= What is required =
Please continue the project-planning checklist below, picking up after its final question about communicating results to a non-technical audience.

-- Text segment follows --

Domain IV: Methodology (Approach) Framing

  • What are the various methods available to solve your problem, and what are their technical and practical strengths and weaknesses?
  • What types of methods or IT constraints may affect the viability of your effort?
  • Do your problem type, time frame, project constraints, and available data align with your chosen method(s)?
  • Have you identified what technologies you will need for your solution that are not currently available, and have you documented how you will go about acquiring them?
  • What technologies are available to implement your problem-solving method, and what are their technical and practical strengths and weaknesses?
  • Do the problem type, time frame, project constraints, available data, and chosen method lend themselves to your planned technological implementation?
  • Does your approach work with existing or forthcoming policy?
  • Have you considered whether the intended users will be receptive to your solution and trust the analytic outputs?

Domain V: Analytics / Model Development

  • Have you defined and documented a process for designing, building, testing, and refining your solution?
  • How should the output of your model be interpreted?
  • How will you evaluate the performance and reliability of your solution?
  • What assumptions, limitations, and biases are associated with your solution, and how will you address them?
  • How will you communicate results to a non-technical audience?

-- Text segment concluded --
-- Material supplied follows --

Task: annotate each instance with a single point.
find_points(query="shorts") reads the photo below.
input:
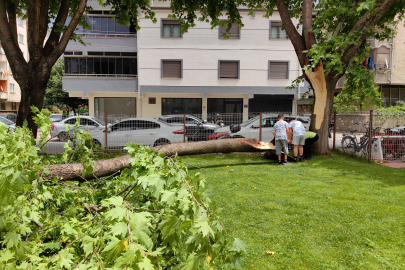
(279, 146)
(299, 140)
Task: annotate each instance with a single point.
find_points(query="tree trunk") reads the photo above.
(110, 166)
(324, 88)
(32, 94)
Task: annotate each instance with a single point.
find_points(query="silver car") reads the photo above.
(87, 123)
(8, 123)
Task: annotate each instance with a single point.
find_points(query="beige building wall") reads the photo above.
(6, 95)
(398, 55)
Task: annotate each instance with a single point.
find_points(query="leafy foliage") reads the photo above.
(154, 215)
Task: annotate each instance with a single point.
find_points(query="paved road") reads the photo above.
(54, 146)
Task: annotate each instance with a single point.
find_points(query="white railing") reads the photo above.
(104, 35)
(127, 76)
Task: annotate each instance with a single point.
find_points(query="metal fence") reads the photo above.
(376, 136)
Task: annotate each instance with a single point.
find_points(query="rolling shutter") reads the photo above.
(171, 69)
(233, 32)
(228, 69)
(278, 70)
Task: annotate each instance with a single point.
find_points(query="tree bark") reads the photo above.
(324, 87)
(110, 166)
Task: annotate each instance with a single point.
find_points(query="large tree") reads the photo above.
(33, 75)
(328, 40)
(54, 94)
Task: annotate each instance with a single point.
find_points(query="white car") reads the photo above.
(139, 131)
(87, 123)
(8, 123)
(251, 128)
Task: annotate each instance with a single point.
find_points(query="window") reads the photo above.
(181, 106)
(104, 25)
(276, 31)
(228, 69)
(278, 70)
(171, 28)
(101, 66)
(117, 108)
(172, 69)
(234, 32)
(391, 94)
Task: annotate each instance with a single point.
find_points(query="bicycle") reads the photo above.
(350, 144)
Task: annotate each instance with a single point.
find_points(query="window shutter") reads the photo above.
(171, 69)
(278, 70)
(233, 32)
(228, 70)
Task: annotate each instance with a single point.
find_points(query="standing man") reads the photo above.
(282, 133)
(310, 139)
(298, 139)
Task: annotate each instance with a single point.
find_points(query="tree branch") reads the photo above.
(60, 48)
(32, 32)
(12, 18)
(60, 20)
(307, 24)
(43, 21)
(296, 39)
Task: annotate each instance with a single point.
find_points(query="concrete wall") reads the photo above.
(87, 84)
(200, 49)
(398, 69)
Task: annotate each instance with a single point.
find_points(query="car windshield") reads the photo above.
(6, 121)
(250, 121)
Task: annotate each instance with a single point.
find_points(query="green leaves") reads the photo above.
(164, 223)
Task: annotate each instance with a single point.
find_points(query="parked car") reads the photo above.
(10, 116)
(56, 117)
(140, 131)
(87, 123)
(8, 123)
(251, 128)
(196, 129)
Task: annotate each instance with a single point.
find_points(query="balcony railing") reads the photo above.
(120, 76)
(105, 35)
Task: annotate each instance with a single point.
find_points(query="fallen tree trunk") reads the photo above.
(110, 166)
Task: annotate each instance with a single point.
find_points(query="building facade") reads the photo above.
(10, 93)
(159, 70)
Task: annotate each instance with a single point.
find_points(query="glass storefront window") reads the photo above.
(225, 105)
(118, 108)
(181, 106)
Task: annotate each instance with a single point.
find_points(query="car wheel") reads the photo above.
(161, 142)
(63, 136)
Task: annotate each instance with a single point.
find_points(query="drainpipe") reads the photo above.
(392, 59)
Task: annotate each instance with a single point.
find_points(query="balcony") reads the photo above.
(377, 44)
(99, 83)
(157, 3)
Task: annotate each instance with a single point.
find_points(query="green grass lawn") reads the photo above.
(328, 213)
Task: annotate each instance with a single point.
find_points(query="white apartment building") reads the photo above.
(159, 71)
(10, 93)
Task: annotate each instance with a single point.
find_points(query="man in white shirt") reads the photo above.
(298, 139)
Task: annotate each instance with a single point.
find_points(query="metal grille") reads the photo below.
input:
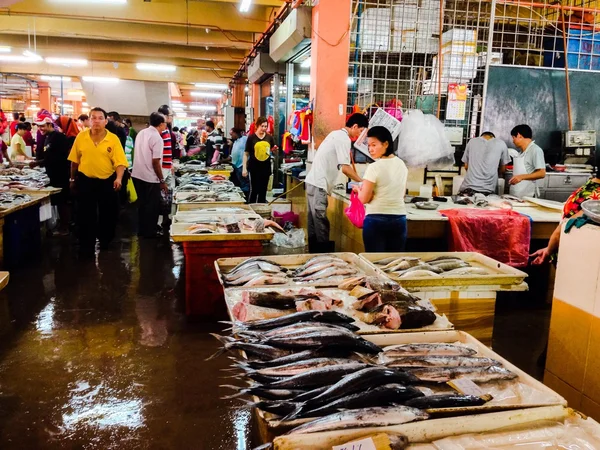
(395, 44)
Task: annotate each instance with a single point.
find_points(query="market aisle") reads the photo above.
(100, 356)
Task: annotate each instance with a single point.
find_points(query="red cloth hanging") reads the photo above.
(503, 235)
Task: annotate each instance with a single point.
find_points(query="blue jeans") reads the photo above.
(384, 233)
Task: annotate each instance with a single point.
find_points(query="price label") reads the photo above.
(363, 444)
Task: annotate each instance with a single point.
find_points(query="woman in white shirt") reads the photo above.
(382, 191)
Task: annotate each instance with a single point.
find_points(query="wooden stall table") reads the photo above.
(203, 292)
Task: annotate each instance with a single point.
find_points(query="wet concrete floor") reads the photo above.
(100, 355)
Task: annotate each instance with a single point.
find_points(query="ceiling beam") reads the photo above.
(213, 15)
(90, 47)
(124, 71)
(137, 32)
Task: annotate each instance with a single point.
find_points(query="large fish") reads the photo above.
(386, 395)
(362, 418)
(402, 350)
(305, 316)
(444, 401)
(328, 338)
(476, 374)
(443, 361)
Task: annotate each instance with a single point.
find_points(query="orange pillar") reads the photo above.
(330, 58)
(45, 93)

-- Material supplied concluded --

= Result for this exercise =
  • What iterations of the solution have you gone through, and can you revert to a previous model if needed?
  • Is your process documented, and can you justify the rationale of your approach?
  • Can your process be replicated to create the same solution?

Domain VI: Deployment

  • In which environments will your solution be developed, tested, and deployed?
  • What risks are associated with deployment?
  • Which parties need to be involved in bringing your solution into production, and what will be required of them?
  • What differences do you anticipate between deployment and testing, and what is needed for your solution to address these differences?
  • What tests will you design to validate the solution and its implementation in its new environment?
  • Who will be involved in user acceptance testing, and what criteria will be used for the solution to pass?
  • What training needs to be established to align with deployment?
  • Are you prepared to provide corrective action if deployment fails?
  • Has a failover and rollback plan been established prior to deployment?

Domain VII: Analytics Solution Lifecycle Management

  • Do you have a plan to train your model on new data after it is deployed?
  • How will you monitor and evaluate the ongoing effectiveness and business value of your solution?
  • Since your deployment environment may change over time, how might those changes alter the effectiveness of your solution?
  • What methods for anomaly or erroneous output detection are in place as part of solution performance management?
  • How might the original problem statement evolve over time, and how would those changes affect solution requirements?
  • What continuous monitoring is in place for privacy, access control, assurance, reliability, and security management?
  • How will you identify unforeseen consequences during ongoing deployment (e.g., security vulnerabilities, changes in user behavior)?
  • Has a plan been created to transition solution management and maintenance responsibilities to a new owner?
  • Can your solution be rereleased with new capabilities as required (e.g., build, release)?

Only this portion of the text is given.